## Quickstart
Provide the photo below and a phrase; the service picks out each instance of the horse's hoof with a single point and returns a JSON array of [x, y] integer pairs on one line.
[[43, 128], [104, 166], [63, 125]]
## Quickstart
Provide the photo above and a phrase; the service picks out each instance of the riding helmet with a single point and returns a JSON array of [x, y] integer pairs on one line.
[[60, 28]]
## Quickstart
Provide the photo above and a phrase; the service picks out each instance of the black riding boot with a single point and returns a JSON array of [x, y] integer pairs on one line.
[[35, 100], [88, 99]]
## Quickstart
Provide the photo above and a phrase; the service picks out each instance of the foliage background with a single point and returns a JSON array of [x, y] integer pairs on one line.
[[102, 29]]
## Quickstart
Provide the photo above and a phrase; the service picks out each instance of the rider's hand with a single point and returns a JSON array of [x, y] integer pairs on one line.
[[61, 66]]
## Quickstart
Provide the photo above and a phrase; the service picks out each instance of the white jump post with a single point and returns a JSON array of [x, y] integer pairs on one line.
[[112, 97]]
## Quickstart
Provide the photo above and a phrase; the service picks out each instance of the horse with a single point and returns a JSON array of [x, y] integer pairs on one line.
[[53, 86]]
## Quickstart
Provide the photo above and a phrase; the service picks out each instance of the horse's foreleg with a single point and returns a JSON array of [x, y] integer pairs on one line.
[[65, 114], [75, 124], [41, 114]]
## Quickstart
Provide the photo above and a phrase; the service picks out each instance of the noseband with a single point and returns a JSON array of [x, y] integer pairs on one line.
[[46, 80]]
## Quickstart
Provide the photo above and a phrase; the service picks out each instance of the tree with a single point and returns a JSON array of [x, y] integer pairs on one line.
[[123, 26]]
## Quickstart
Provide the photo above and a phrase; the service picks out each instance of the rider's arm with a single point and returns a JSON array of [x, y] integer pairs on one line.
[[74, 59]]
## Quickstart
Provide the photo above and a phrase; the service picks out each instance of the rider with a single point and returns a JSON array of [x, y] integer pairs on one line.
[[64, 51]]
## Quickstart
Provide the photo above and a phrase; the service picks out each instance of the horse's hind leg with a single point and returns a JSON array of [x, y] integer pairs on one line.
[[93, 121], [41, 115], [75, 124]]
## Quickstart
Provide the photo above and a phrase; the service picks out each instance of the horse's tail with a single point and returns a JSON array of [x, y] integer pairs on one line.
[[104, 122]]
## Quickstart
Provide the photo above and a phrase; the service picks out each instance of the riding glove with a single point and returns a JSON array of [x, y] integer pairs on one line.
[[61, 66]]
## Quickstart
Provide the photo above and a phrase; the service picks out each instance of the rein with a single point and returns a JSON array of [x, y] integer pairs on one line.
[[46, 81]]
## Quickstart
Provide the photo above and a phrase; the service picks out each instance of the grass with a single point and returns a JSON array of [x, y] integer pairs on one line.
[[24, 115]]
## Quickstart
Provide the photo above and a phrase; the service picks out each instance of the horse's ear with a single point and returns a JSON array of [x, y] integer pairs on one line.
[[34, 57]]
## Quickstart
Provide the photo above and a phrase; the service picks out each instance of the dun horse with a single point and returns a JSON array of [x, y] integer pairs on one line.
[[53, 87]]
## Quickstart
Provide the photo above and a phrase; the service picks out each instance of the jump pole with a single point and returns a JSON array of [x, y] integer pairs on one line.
______________________________
◆ **Task to complete**
Write out every one of the lines above again, swapping "integer pairs" for "whole-number pairs" wherever it occurs. Change nothing else.

◆ **Task response**
## Quickstart
Provide the photo below and a phrase; the service picks out each instance of the horse's hoof with a single point and returns a JSON array of [x, y] whole-number pairs on one line.
[[43, 128], [104, 166], [63, 125]]
## Quickstart
Provide the photo above and a phrase; the service picks out each instance of the riding helmet with a single point and returns a JSON array of [x, y] whole-number pairs on one line.
[[60, 28]]
## Quickstart
Provide the photo above and a phrase; the service picks out each instance of the black riding boot with a single point and returns a JSON array of [x, y] whole-number pairs on one line.
[[35, 100], [88, 99]]
## Quickstart
Provide the photo above and a phrase; the service picks out each instance of the foliage background with a single point and returns a JSON array of [x, y] whole-number pairs on one line.
[[102, 29]]
## Quickstart
Provide the photo above and a phrase; the service picks out each instance of the rider's hand with a single point and returns a JSON array of [x, y] whole-number pairs on one line.
[[61, 66]]
## Quickstart
Provide the photo above and a phrase; the service picks out each instance of the white jump post with a single point and returns a JSON array of [x, y] whole-number pairs on one line.
[[112, 97]]
## Quickstart
Provide the photo above and a phrase; the service picks out each instance of the horse with a single point and returns a JSON array of [x, y] whole-number pairs on one line.
[[53, 86]]
## Quickstart
Provide the photo above and a phrase; the service picks out each instance of the horse's foreleg with a single point and returns a JSON array of [x, y] whole-number pairs on one line.
[[65, 114], [75, 124], [41, 114]]
## Quickstart
Provide the photo above and a phrase; the service picks out each instance of the noseband with a single point and returns a JSON array of [x, y] whole-number pairs on one line.
[[46, 80]]
## Quickstart
Provide the photo above and a phrase; the service picks out each instance of the tree with a single point and returns a JSON array of [x, y] whole-number pairs on one line.
[[123, 26]]
## Quickstart
Provide the photo above and a phrase; the service picks out each instance of the rider's arm with a single point and returns a JSON array of [x, y] whole-number pairs on one line.
[[74, 59]]
## Quickstart
Provide the photo above and a phrase; the service picks out each instance of the rider with a single point and returns a JSON array of [x, y] whole-number pairs on one line.
[[64, 51]]
## Quickstart
Provide the photo above and a phrase; the service picks out each instance of the horse's hind leg with a single point and returns a JSON array of [x, y] whole-number pairs on one line.
[[93, 121], [41, 115], [75, 124]]
## Quickstart
Provide the photo above and a phrase; the service picks out each instance of the horse's tail with a single point and returns a JSON array of [x, y] whole-number pairs on one line.
[[104, 122]]
## Quickstart
Provide the photo above and a phrase; the service picks out each instance of the riding glove with a single point and returns a JSON array of [x, y] whole-number pairs on one line.
[[61, 66]]
## Quickstart
Provide the photo above and a phrase; the service picks out each instance of the rein with a single point and returns a JSON array of [x, y] whole-number pairs on one line.
[[46, 81]]
## Quickstart
Provide the photo above and a phrase; the service picks out each instance of the grass with a single point and returns a JSON array of [x, y] whole-number pairs on one line.
[[24, 115]]
## Quickstart
Provide the photo above and a phrase; the service picks out each instance of the horse's ear with a single point and returns a JSON array of [x, y] whole-number pairs on one line.
[[34, 57]]
## Quickstart
Provide the photo above and a phrase; the service picks out each instance of the dun horse with a single point and returns a JSON array of [x, y] whole-number pairs on one line.
[[53, 87]]
## Quickstart
Provide the photo above and a phrase; the service picks out each instance of the jump pole with a single point and returns a JSON array of [x, y] whole-number pairs on one line.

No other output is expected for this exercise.